### What you are asked to do:
From the line that contains "point: road curve" to the end of the entries, write out every line exactly, including both ends, and nothing more.

### Dataset records:
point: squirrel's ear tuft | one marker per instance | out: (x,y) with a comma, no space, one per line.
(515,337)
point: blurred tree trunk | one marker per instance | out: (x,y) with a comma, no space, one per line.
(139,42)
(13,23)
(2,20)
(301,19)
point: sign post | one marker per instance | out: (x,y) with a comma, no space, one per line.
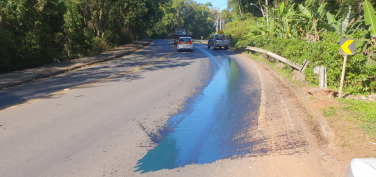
(347,47)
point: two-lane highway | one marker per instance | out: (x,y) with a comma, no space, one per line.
(156,112)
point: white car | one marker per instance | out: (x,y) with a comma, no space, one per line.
(185,43)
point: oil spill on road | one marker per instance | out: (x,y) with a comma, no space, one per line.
(213,126)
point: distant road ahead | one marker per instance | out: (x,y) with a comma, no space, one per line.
(156,112)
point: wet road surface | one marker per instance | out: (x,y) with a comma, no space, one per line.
(206,130)
(201,113)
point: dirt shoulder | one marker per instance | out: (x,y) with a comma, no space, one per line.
(350,140)
(28,75)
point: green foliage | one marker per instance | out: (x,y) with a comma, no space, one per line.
(39,32)
(364,113)
(310,31)
(330,111)
(369,16)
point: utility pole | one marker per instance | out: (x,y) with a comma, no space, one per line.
(220,25)
(216,30)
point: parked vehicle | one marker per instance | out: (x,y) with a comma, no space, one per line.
(180,32)
(185,43)
(218,40)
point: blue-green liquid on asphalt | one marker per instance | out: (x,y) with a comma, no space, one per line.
(205,131)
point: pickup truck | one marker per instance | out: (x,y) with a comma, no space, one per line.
(180,32)
(218,40)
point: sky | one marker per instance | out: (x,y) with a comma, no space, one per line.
(216,3)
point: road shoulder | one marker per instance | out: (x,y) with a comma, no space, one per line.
(16,78)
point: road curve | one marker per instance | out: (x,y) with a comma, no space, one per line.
(103,120)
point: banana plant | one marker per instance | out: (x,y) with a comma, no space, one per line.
(313,22)
(339,26)
(369,16)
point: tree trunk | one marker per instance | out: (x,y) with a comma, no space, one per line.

### Problem solution:
point: road curve | one marker per instance | out: (x,y) with a comma, no space, one per line.
(103,120)
point: banana plant | one marker per instance | out: (x,y) with a comma, no space, one per line.
(313,22)
(339,26)
(369,16)
point: tree trunk | one marker per instance | out: (x,y) with a comma, no space, one per line.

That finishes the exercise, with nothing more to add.